- _Exercise instructions_
Copy out the document section on designated agency and nonagency relationships word for word.

- _Document section_

-- start --

5. Designated agent (also called, among other things, appointed agency). This is a brokerage practice that allows the managing broker to designate which licensees in the brokerage will act as an agent of the seller and which will act as an agent of the buyer. Designated agency avoids the problem of creating a dual-agency relationship for licensees at the brokerage. The designated agents give their clients full representation, with all of the attendant fiduciary duties. The broker still has the responsibility of supervising both groups of licensees.

6. Nonagency relationship (called, among other things, a transaction broker or facilitator). Some states permit a real estate licensee to have a type of nonagency relationship with a consumer. These relationships vary considerably from state to state, both as to the duties owed to the consumer and the name used to describe them. Very generally, the duties owed to the consumer in a nonagency relationship are less than the complete, traditional fiduciary duties of an agency relationship.

-- end --

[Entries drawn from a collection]
-- start --

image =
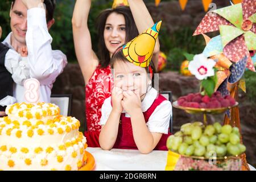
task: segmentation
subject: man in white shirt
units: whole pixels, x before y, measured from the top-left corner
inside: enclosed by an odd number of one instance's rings
[[[12,74],[14,97],[19,102],[26,102],[23,84],[30,78],[40,82],[39,101],[49,102],[53,83],[67,64],[66,56],[52,50],[51,46],[52,38],[48,30],[55,22],[55,0],[13,1],[12,31],[2,43],[15,51],[7,52],[5,65]],[[27,57],[18,53],[24,46],[27,47]]]

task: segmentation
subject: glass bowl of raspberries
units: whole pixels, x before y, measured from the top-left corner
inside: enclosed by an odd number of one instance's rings
[[[222,97],[219,91],[215,92],[211,97],[202,96],[200,93],[189,93],[179,97],[172,104],[174,107],[185,110],[192,114],[222,113],[238,105],[238,103],[231,96]]]

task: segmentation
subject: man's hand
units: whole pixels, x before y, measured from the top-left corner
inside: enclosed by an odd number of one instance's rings
[[[123,110],[121,104],[122,100],[123,98],[123,90],[117,86],[114,87],[111,96],[112,101],[113,110],[118,113],[121,113]]]
[[[26,46],[23,46],[19,47],[18,49],[18,52],[19,52],[22,57],[27,56],[27,47]]]
[[[28,9],[30,9],[33,7],[44,8],[44,0],[22,0],[22,2]]]
[[[141,98],[138,94],[136,94],[131,90],[123,92],[123,94],[122,105],[130,115],[131,116],[138,110],[141,110]]]

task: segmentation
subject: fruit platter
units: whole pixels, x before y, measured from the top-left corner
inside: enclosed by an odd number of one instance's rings
[[[205,126],[188,123],[171,135],[167,148],[180,154],[175,170],[241,170],[240,155],[246,150],[238,127],[219,122]],[[214,164],[214,165],[213,165]],[[205,168],[204,168],[205,169]]]

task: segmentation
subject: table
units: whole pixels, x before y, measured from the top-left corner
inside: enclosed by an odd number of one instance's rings
[[[164,171],[167,162],[167,151],[152,151],[142,154],[138,150],[117,149],[110,151],[101,148],[87,147],[96,164],[96,171]],[[251,171],[256,169],[249,164]]]

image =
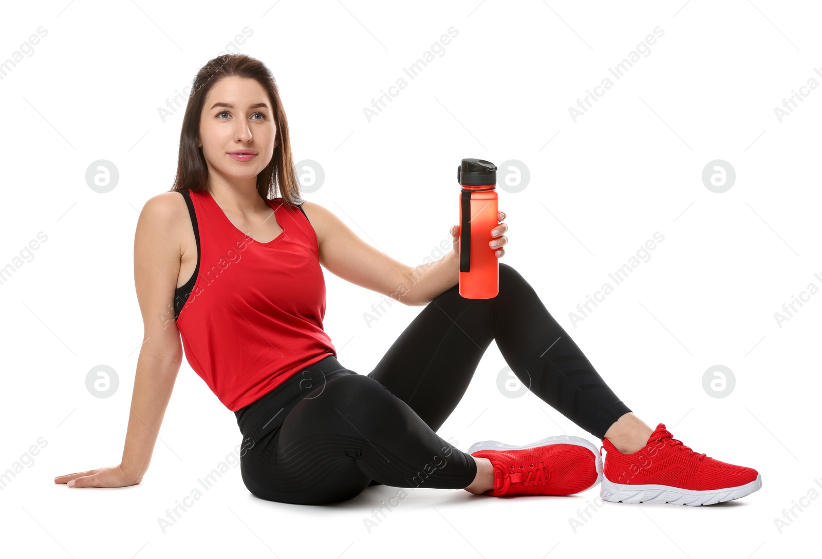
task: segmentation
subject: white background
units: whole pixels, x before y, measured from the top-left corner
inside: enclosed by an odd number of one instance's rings
[[[822,287],[814,277],[822,276],[822,88],[803,89],[781,122],[774,113],[810,78],[822,83],[815,3],[67,3],[4,7],[0,39],[2,61],[48,30],[0,80],[0,267],[39,231],[48,236],[0,285],[0,471],[39,438],[47,442],[0,492],[4,552],[765,557],[815,539],[822,499],[804,500],[810,506],[781,533],[774,523],[811,488],[822,493],[813,419],[822,294],[781,328],[774,318],[808,284]],[[234,37],[247,26],[253,33],[240,45]],[[408,87],[368,122],[363,108],[451,26],[459,34],[445,53],[405,76]],[[650,53],[616,80],[608,68],[657,26],[664,34]],[[409,265],[456,223],[463,158],[523,162],[527,187],[499,189],[510,227],[502,261],[640,418],[665,423],[697,451],[757,469],[762,489],[708,507],[605,503],[575,530],[569,519],[598,488],[515,499],[419,488],[369,533],[363,518],[396,488],[330,506],[284,505],[252,496],[235,467],[164,534],[157,519],[241,442],[233,414],[185,361],[140,485],[53,484],[55,475],[119,461],[143,328],[134,231],[145,200],[171,187],[182,119],[181,109],[164,122],[158,109],[227,49],[269,66],[294,161],[325,170],[305,198]],[[613,86],[575,122],[569,108],[605,77]],[[98,159],[119,172],[108,194],[85,181]],[[723,194],[702,182],[714,159],[736,170]],[[569,313],[655,231],[665,240],[652,258],[573,325]],[[327,272],[326,281],[326,329],[341,362],[367,373],[421,307],[395,305],[368,328],[363,314],[381,296]],[[120,383],[105,399],[85,387],[100,364]],[[718,364],[736,378],[723,398],[702,385]],[[501,394],[505,365],[492,344],[441,436],[463,450],[562,433],[599,447],[532,394]]]

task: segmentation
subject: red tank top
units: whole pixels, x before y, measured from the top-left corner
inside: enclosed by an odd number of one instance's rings
[[[177,327],[192,369],[237,411],[337,355],[322,329],[326,282],[316,235],[302,208],[282,198],[266,202],[283,232],[261,243],[235,227],[208,192],[185,194],[198,257],[175,293]]]

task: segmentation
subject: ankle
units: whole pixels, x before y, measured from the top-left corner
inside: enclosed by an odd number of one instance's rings
[[[622,454],[634,454],[645,446],[652,433],[653,429],[629,411],[608,428],[603,438],[608,439]]]
[[[471,457],[477,464],[477,474],[471,484],[463,488],[469,493],[481,495],[494,488],[494,466],[487,458]]]

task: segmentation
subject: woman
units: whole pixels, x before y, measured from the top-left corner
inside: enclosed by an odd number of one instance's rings
[[[504,218],[491,231],[497,257]],[[122,461],[55,482],[141,482],[184,350],[235,412],[243,482],[265,499],[338,502],[376,483],[563,495],[601,481],[609,501],[709,504],[760,487],[756,470],[695,453],[663,424],[652,429],[635,415],[510,266],[500,263],[496,297],[461,297],[459,227],[451,234],[453,252],[411,268],[303,201],[270,71],[245,55],[210,61],[188,99],[174,186],[146,202],[136,227],[145,341]],[[342,366],[322,329],[321,263],[426,305],[368,375]],[[604,479],[602,449],[576,437],[519,447],[490,441],[464,452],[435,433],[492,340],[532,392],[603,439]]]

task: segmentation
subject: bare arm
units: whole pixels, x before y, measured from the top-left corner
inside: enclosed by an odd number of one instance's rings
[[[302,208],[316,232],[320,263],[327,270],[353,284],[382,293],[409,306],[427,305],[438,295],[459,282],[459,226],[451,227],[452,250],[437,260],[409,266],[368,245],[332,212],[313,202]],[[500,219],[501,221],[502,216]],[[508,226],[497,227],[500,246],[497,257],[505,254],[507,243],[502,234]]]
[[[178,203],[185,204],[177,192],[155,196],[145,203],[137,221],[134,282],[144,335],[121,463],[59,476],[54,479],[55,483],[69,483],[73,487],[122,487],[139,483],[148,470],[182,360],[173,309],[184,232],[183,222],[175,218],[179,215]]]

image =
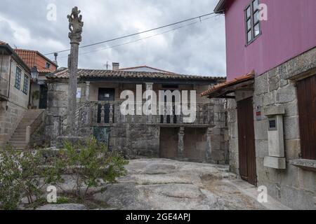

-- end --

- _Response for this exercise_
5. Designated agent (also called, among other things, appointed agency). This is a brokerage practice that allows the managing broker to designate which licensees in the brokerage will act as an agent of the seller and which will act as an agent of the buyer. Designated agency avoids the problem of creating a dual-agency relationship for licensees at the brokerage. The designated agents give their clients full representation, with all of the attendant fiduciary duties. The broker still has the responsibility of supervising both groups of licensees.

6. Nonagency relationship (called, among other things, a transaction broker or facilitator). Some states permit a real estate licensee to have a type of nonagency relationship with a consumer. These relationships vary considerably from state to state, both as to the duties owed to the consumer and the name used to describe them. Very generally, the duties owed to the consumer in a nonagency relationship are less than the complete, traditional fiduciary duties of an agency relationship.